#### [Task requirements]
Copy out every line of the data that has the word "shredded" somewhere in it.

#### [Material shown]
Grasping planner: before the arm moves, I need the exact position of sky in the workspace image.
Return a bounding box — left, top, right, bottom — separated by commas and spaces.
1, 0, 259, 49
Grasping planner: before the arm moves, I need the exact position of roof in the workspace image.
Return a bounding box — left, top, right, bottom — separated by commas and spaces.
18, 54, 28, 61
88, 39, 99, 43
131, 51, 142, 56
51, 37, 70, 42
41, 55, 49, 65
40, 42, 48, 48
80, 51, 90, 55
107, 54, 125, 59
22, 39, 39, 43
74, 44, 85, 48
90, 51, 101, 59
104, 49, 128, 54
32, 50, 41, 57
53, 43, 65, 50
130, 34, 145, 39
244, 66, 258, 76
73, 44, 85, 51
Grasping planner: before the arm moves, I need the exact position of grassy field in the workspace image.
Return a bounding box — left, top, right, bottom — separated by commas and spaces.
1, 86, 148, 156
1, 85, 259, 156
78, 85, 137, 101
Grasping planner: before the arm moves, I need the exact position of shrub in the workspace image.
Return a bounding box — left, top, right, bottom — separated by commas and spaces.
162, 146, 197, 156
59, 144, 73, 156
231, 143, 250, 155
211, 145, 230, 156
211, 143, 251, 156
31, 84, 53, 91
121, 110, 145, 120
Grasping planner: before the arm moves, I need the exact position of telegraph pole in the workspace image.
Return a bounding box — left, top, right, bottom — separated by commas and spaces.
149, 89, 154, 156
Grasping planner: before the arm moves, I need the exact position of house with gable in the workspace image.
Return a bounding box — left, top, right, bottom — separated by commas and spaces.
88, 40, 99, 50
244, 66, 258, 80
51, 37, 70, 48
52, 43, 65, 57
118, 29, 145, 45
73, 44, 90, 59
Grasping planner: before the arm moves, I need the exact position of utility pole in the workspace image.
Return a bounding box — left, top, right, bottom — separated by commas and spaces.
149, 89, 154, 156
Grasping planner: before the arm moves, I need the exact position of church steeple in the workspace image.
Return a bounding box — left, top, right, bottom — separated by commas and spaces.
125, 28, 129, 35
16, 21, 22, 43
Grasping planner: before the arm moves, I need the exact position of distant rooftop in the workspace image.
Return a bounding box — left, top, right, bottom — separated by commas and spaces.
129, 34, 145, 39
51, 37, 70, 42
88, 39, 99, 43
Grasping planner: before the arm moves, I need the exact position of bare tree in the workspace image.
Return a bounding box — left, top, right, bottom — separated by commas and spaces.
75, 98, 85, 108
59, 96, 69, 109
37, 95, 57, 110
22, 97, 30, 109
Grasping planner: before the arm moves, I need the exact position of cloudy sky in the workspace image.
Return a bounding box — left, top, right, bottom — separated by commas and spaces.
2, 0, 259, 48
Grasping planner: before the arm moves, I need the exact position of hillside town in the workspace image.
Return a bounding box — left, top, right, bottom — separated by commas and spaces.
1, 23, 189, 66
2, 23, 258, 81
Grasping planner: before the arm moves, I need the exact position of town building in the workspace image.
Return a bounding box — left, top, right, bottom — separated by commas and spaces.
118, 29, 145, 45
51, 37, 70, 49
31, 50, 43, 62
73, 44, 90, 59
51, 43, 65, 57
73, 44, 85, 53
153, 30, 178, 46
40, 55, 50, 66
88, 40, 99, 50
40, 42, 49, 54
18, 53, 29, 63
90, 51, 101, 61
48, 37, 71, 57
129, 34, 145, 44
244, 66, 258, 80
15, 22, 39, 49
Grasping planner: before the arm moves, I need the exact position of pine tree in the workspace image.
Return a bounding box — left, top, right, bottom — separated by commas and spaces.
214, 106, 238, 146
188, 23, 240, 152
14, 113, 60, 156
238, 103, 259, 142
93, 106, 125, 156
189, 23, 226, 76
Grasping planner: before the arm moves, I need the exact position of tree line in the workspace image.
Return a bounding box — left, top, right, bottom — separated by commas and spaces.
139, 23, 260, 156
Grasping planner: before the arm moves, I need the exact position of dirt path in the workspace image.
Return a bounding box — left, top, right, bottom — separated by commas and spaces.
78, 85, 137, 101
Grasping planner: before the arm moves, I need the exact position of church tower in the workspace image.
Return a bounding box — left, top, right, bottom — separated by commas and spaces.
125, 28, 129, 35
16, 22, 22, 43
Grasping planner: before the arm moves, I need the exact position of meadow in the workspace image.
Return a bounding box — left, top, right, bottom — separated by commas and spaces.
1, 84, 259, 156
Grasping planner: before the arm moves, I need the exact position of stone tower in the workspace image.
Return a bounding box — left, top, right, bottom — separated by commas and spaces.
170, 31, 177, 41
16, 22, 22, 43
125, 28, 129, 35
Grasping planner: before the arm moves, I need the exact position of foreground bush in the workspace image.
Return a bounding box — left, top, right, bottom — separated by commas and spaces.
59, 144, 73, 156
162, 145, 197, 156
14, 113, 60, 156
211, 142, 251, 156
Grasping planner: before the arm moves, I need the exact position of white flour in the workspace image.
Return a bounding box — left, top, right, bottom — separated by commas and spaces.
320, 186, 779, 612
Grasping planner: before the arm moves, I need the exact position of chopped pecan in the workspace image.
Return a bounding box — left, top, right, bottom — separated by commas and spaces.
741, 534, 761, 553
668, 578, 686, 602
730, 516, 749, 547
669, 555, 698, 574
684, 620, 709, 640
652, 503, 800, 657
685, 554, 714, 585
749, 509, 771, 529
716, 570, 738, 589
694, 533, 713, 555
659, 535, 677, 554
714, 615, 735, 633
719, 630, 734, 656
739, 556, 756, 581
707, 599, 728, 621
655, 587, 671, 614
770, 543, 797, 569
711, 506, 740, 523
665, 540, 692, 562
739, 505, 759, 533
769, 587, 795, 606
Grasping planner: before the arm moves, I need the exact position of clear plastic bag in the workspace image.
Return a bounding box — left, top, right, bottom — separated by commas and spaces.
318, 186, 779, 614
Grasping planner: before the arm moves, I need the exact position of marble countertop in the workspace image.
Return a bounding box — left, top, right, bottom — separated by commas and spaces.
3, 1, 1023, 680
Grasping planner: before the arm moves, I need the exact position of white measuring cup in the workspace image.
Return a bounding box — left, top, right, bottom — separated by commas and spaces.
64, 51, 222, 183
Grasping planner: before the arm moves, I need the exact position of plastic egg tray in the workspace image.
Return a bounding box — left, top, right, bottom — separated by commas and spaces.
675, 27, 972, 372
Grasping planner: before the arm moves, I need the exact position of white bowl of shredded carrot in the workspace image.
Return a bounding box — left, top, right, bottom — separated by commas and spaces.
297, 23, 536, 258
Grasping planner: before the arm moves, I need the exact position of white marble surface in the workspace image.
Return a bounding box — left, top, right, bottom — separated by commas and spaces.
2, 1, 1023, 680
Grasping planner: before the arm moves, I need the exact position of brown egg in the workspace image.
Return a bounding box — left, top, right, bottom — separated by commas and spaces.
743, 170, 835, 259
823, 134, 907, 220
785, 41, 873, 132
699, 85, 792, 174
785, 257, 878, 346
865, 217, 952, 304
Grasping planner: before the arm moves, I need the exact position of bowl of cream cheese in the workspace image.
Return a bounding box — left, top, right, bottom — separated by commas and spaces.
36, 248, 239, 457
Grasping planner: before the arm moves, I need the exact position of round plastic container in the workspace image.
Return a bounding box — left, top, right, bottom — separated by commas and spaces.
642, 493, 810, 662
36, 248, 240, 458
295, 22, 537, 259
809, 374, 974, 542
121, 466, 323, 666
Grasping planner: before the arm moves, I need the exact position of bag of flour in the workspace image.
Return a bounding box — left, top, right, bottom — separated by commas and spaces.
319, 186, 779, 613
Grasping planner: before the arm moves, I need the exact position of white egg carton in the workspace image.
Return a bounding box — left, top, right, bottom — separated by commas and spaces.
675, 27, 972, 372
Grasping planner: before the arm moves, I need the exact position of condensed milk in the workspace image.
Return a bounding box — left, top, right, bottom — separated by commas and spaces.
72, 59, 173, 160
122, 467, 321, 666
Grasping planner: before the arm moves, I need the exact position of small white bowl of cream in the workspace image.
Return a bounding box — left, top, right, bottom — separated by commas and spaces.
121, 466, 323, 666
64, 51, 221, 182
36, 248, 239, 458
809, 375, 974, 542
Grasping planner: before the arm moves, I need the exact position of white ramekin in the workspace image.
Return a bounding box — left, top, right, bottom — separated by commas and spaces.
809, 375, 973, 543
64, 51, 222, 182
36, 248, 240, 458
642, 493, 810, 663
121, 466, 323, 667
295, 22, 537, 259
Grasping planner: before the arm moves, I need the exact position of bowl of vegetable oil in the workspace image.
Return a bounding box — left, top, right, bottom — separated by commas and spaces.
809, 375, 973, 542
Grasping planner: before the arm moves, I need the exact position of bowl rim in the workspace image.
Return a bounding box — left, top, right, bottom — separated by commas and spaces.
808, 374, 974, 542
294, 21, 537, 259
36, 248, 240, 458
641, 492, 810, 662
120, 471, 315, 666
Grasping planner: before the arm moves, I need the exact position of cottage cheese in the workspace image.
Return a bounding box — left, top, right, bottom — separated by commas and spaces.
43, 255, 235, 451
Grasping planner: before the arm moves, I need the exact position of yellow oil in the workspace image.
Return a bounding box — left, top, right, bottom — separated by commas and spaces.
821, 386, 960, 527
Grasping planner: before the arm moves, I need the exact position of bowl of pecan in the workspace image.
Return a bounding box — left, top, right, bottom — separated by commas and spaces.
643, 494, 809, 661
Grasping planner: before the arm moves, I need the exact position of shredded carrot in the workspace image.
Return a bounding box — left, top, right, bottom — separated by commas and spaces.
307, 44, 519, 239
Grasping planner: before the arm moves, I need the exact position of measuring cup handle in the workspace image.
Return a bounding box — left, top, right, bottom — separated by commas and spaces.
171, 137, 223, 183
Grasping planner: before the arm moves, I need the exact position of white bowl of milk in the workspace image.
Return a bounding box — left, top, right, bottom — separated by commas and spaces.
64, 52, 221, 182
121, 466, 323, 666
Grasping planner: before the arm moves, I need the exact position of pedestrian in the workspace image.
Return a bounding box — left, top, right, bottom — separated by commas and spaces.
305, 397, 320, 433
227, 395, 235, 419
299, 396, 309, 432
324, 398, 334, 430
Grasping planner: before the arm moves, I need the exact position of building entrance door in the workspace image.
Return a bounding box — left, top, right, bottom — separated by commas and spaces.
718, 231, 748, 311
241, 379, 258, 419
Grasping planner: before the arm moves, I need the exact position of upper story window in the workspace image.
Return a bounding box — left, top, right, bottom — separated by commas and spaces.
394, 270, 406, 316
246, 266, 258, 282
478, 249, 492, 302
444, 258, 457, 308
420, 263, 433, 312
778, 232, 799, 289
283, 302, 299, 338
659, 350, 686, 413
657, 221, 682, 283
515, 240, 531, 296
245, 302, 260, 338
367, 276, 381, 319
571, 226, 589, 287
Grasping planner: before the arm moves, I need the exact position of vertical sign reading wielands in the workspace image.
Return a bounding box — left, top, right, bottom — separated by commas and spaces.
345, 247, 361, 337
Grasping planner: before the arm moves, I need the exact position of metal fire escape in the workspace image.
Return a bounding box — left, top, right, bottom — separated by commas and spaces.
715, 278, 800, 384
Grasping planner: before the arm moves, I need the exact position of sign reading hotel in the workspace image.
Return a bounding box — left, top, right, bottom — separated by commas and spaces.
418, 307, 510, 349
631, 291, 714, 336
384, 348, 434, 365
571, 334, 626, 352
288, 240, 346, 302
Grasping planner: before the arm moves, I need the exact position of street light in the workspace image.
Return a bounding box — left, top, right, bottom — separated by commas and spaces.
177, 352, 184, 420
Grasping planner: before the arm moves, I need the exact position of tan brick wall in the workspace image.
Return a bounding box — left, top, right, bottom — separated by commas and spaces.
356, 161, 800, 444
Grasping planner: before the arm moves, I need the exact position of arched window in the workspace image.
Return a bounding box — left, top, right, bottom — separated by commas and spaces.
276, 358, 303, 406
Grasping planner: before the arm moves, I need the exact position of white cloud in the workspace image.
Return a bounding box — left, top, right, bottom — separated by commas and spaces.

#### [Solved exercise]
Grasping planner: before the arm moves, I need the exact position of white bowl of shredded carrot in the workspace image.
Grasping planner: before the arm moves, I need the exact position of shredded carrot in the workspace image.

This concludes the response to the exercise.